**TO BE DONE**:
Drop every picture and give the entries back exactly.

**RECORDS**:

****

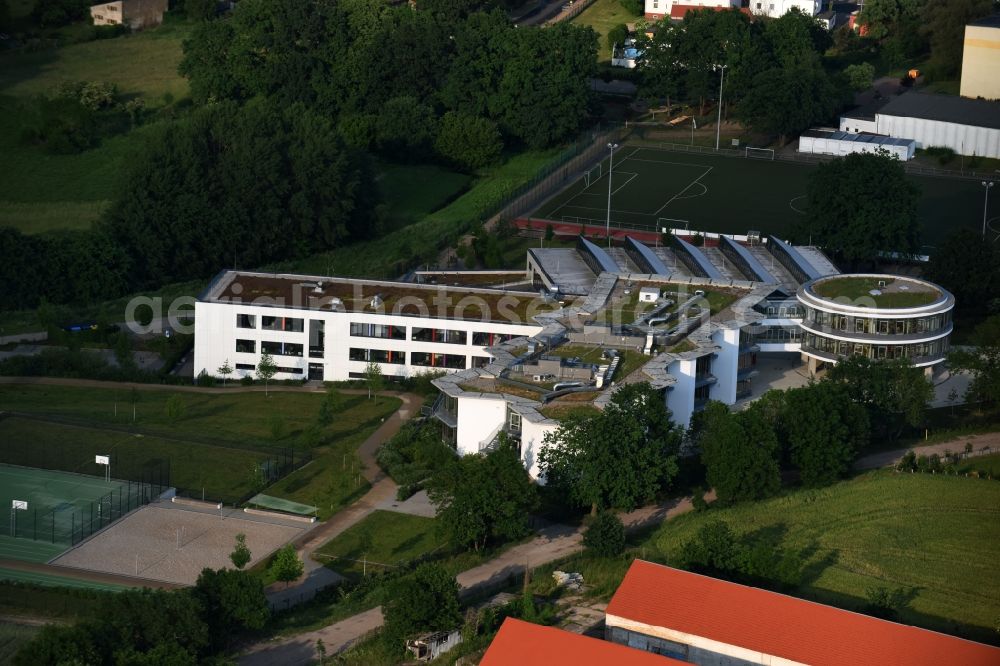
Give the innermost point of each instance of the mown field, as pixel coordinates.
(215, 443)
(936, 537)
(44, 192)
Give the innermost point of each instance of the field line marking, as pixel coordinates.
(690, 164)
(632, 176)
(684, 190)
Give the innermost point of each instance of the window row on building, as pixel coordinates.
(876, 326)
(935, 348)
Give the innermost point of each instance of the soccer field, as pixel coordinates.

****

**EXERCISE SOLUTION**:
Give the innermost point of each instance of the mown field, as pixel coordinates.
(215, 443)
(936, 537)
(44, 192)
Give the innermost point of each instance of the field line marking, as pixel coordinates.
(690, 164)
(632, 176)
(684, 190)
Give the innermost point of each instance of the window row on building, as pixel coordinates.
(876, 326)
(935, 348)
Give the innermost point of each instance of the soccer field, as pixel coordinates.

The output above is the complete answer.